PETUNJUK: Tentukan apakah setiap pernyataan berikut sesuai dengan kutipan tentang Perpres RAN PE, lalu jawab ya atau tidak disertai kata-kata penentu dari kutipan itu yang dikutip persis: (a) Perpres Nomor 7 Tahun 2021 diterbitkan pada hari Rabu. (b) Sasaran Perpres ini adalah meningkatkan perlindungan hak atas rasa aman setiap warga negara. (c) Perpres tersebut diterbitkan oleh Menteri Dalam Negeri.

Perpres Penanggulangan Ekstremisme Multitafsir, Rentan Disalahartikan dan Disalahgunakan

Istilah ekstremisme dan radikalisme selalu disematkan kepada kelompok Islam yang istiqomah memperjuangkan tegaknya aturan Allah dalam bingkai Khilafah


Oleh: Pitra Delvina, S. Pd. (Pemerhati Kebijakan Publik)

NarasiPost.Com-Presiden Joko Widodo telah menerbitkan Perpres Nomor 7 Tahun 2021 tentang Rencana Aksi Nasional Pencegahan dan Penanggulangan Ekstremisme Berbasis Kekerasan yang Mengarah pada Terorisme (RAN PE) pada Rabu, 06 Januari 2021.

Diterbitkannya Perpres RAN PE ini dalam rangka merespon tumbuh kembang ekstremisme berbasis kekerasan yang marak terjadi di Indonesia. Adapun sasaran dari Perpres ini adalah untuk meningkatkan perlindungan hak atas rasa aman setiap warga negara akibat tindakan ekstremisme dari individu atau kelompok tertentu di masyarakat.

DATA TERKUMPUL:
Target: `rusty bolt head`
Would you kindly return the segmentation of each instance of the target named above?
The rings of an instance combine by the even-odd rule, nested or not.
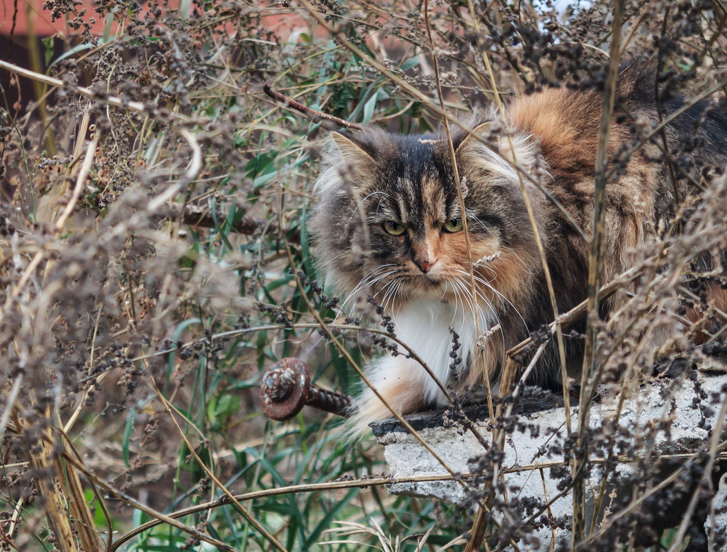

PENYELESAIAN TUGAS:
(a) Ya: "pada Rabu, 06 Januari 2021".
(b) Ya: "Adapun sasaran dari Perpres ini adalah untuk meningkatkan perlindungan hak atas rasa aman setiap warga negara".
(c) Tidak: "Presiden Joko Widodo telah menerbitkan Perpres Nomor 7 Tahun 2021".